What you need to do: Rewrite the data below, changing every "bounding boxes" to "box coordinates" and leaving everything else unchanged.

-- begin Provided entries --

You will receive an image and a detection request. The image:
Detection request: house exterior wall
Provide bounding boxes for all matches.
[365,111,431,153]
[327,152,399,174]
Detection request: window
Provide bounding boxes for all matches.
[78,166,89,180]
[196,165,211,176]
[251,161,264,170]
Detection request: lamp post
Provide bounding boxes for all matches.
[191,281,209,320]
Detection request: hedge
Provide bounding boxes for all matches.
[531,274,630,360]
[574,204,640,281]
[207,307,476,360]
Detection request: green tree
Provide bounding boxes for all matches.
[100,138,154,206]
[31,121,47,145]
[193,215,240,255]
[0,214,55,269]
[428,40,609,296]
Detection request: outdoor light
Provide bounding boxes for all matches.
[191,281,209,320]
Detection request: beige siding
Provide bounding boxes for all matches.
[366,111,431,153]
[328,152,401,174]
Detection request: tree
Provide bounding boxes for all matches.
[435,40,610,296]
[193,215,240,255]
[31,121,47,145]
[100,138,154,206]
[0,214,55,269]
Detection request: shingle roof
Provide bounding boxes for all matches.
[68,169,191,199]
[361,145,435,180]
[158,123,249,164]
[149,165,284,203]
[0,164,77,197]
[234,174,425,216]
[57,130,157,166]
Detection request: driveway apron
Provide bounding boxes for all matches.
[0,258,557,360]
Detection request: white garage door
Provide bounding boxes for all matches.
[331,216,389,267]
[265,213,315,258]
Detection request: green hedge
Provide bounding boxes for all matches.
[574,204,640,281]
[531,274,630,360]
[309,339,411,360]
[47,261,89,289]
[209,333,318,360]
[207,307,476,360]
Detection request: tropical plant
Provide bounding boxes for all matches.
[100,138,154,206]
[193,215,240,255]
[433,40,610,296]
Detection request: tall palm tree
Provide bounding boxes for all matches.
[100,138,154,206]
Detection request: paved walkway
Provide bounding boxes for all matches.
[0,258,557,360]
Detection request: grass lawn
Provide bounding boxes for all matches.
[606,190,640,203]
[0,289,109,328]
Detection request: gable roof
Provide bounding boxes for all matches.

-- end Provided entries --

Response to this task:
You will receive an image and a detection request. The image:
Detection request: house exterior wall
Provide box coordinates for all matches.
[365,111,431,153]
[327,152,399,174]
Detection request: window
Provide box coordinates for all matches.
[78,166,89,180]
[196,165,211,176]
[251,161,264,170]
Detection request: lamp post
Provide box coordinates for all matches.
[191,281,209,320]
Detection request: hedge
Provide box coordinates for all matches.
[531,274,630,360]
[574,204,640,281]
[207,307,476,360]
Detection request: green tree
Provide box coordinates for all matches.
[100,138,154,206]
[31,121,47,145]
[193,215,240,255]
[0,214,55,269]
[428,40,609,296]
Detection request: outdoor light
Provide box coordinates for all matches.
[191,281,209,320]
Detection request: beige siding
Provide box coordinates for all matches.
[366,111,431,153]
[328,152,401,174]
Detection request: tree
Provide box coordinates for all matches.
[435,40,610,296]
[193,215,240,255]
[31,121,47,145]
[100,138,154,206]
[0,214,55,269]
Detection request: shingle roof
Provide box coordinates for all matches.
[68,169,191,199]
[361,145,435,180]
[158,123,249,164]
[149,165,284,203]
[0,164,77,197]
[234,174,425,216]
[57,130,157,166]
Detection request: driveway apron
Provide box coordinates for all matches.
[0,258,557,360]
Detection request: white garage door
Provide box coordinates for all matches.
[331,216,389,267]
[265,213,315,258]
Detection request: green hedge
Provide box coordinates for all matches.
[574,204,640,281]
[531,274,630,360]
[309,339,411,360]
[47,261,89,289]
[209,333,318,360]
[207,307,476,360]
Detection request: tropical plant
Provide box coordinates for all matches.
[100,138,154,206]
[193,215,240,255]
[433,40,610,296]
Detection request: tall palm tree
Provide box coordinates for all matches.
[100,138,154,206]
Detection request: paved walkway
Provide box coordinates for all matches.
[0,258,557,360]
Detection request: grass lawn
Provide box coordinates for all matches.
[606,190,640,203]
[0,289,109,328]
Detection request: gable roof
Provide box coordinates for all matches.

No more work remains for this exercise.